### Written problem:
The records that follow must be reproduced in full, exactly as written.

### Exercise data:
━━━
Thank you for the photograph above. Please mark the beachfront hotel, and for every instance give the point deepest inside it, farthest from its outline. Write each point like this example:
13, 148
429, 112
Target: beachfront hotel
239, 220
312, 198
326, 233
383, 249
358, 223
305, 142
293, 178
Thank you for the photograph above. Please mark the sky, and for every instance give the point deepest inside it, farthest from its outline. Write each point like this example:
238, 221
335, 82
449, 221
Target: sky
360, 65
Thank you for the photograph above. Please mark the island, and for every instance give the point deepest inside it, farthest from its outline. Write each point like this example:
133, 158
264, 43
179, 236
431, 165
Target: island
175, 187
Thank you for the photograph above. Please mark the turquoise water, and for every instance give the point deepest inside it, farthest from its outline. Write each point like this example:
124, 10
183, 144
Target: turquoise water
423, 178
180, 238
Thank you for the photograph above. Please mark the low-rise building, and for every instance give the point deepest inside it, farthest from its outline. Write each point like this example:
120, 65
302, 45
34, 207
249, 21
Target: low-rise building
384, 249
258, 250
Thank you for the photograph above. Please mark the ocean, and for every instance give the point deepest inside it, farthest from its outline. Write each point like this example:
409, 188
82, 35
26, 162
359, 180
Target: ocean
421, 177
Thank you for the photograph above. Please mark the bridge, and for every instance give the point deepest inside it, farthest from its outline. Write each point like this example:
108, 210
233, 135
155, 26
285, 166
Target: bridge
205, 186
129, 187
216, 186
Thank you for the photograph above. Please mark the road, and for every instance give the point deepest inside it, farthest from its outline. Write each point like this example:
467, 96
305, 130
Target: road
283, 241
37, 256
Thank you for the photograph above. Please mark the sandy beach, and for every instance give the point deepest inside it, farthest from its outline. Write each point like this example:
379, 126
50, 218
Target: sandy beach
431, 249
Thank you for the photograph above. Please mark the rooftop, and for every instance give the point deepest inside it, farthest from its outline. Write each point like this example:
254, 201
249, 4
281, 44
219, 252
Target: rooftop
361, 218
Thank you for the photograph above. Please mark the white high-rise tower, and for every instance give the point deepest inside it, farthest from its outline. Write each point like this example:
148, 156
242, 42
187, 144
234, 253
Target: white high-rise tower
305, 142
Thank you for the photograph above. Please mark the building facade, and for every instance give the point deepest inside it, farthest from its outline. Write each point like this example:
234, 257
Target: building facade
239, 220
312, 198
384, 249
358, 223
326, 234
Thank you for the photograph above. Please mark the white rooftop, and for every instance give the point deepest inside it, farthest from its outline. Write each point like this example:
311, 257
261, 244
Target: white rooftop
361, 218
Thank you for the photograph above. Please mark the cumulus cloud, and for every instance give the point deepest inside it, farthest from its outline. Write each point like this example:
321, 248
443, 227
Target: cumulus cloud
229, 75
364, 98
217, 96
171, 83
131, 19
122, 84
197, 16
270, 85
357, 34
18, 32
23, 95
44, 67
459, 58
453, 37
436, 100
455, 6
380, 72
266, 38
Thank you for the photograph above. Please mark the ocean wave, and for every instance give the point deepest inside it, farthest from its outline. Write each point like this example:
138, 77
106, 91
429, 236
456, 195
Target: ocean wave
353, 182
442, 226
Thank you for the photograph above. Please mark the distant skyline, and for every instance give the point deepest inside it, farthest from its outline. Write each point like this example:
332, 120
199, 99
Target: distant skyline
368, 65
━━━
### Task output:
Thank you for the photograph above. Please mark the beachfront hotel, and for every instance give the point deepest inside it, farthest from its outline. Write each point like this example:
13, 148
429, 112
Target: beachfront hotel
239, 220
312, 198
326, 233
383, 249
358, 223
305, 142
293, 178
Thank you for the photograph above. Please mark the sky, and for every instance give the point deepest inside it, farthest from its outline. Write each point like this example:
238, 221
335, 82
449, 221
Target: sky
360, 65
Thank you for the photograph above. Please mark the island, and for every instance give the point deepest inside it, farthest from its outline. Write each point like this example:
133, 158
264, 43
179, 236
431, 165
Target: island
175, 187
Thank you for the photograph above. Please mark the turquoise water, and for every instance give the point deepest inside it, farthest from its outline. Write each point like this example:
124, 10
183, 144
Target: turquoise water
423, 178
180, 238
Thank you for the photograph above. Please mark the low-rise building, and for every instance give the point deepest inside it, farthest from its outline. Write each point like this example:
120, 65
302, 45
34, 207
249, 21
Target: low-rise building
384, 249
258, 250
Thank you for the photograph above. Please mark the ocean, and for every instance give the point deepest inside it, farthest from its outline. Write each point like this example:
409, 188
82, 35
26, 162
359, 180
Target: ocean
421, 177
Thank you for the photograph above. Please mark the bridge, and for every instance give the point deepest inside it, farthest from its outline. Write each point like this example:
108, 210
233, 135
155, 26
285, 166
Target: bridge
205, 186
129, 187
216, 186
Thank you for the photograph above. Please mark the road, and for every instance give the point deepest inside it, farthest from its outline. Write each point like this example:
467, 96
305, 130
Target: road
283, 241
37, 256
Thank you for the photograph above. Please mark the sandy beach, and for every instance give the point deepest inside it, farthest from its outline. Write each point like this example:
379, 126
50, 218
Target: sandy beach
431, 249
Thank you for the photograph above. Please mark the rooftop, and for every instance give the point deepest inside it, farthest from its outline. Write each point like this example:
254, 201
249, 4
281, 44
219, 252
Target: rooftop
361, 218
Thank you for the photograph above. Please mark the white high-rise tower, and for every instance give the point deepest inside it, farthest from its outline. Write each point like this example:
148, 156
242, 42
187, 144
234, 253
Target: white high-rise tower
305, 142
Thank you for the photograph above. Please mark the building facade, and for every instance give the point deepest inside it, farthest from its outline. Write each point like this example:
234, 257
Target: building facade
239, 220
312, 198
384, 249
358, 223
326, 234
Thank you for the photograph above. Please mark the white rooftop, and for every instance give the point deepest inside it, farthest from its outline. Write each point like this example:
311, 257
261, 244
Target: white rooftop
361, 218
Thank you for the photograph above. Please mark the cumulus cloud, and for every instance give the point deepest inside it, farthest from its outline. Write each point like this example:
321, 248
443, 227
Target: cumulus cloud
229, 75
364, 98
217, 96
171, 83
131, 19
122, 84
197, 16
270, 85
357, 34
18, 32
23, 95
44, 67
459, 58
453, 37
436, 100
455, 6
380, 72
266, 38
Thank you for the photograph above. Please mark the ocean wave, and for every instance give the point deepest inside it, farthest from its outline. Write each point like this example:
138, 77
106, 91
429, 236
456, 195
Target: ocean wave
353, 182
442, 226
Thank you for the photograph above. Please mark the distant skyline, and for every instance give the point deepest inside it, farthest from its outline. Write each point like this example:
332, 120
199, 99
Target: distant skyline
368, 65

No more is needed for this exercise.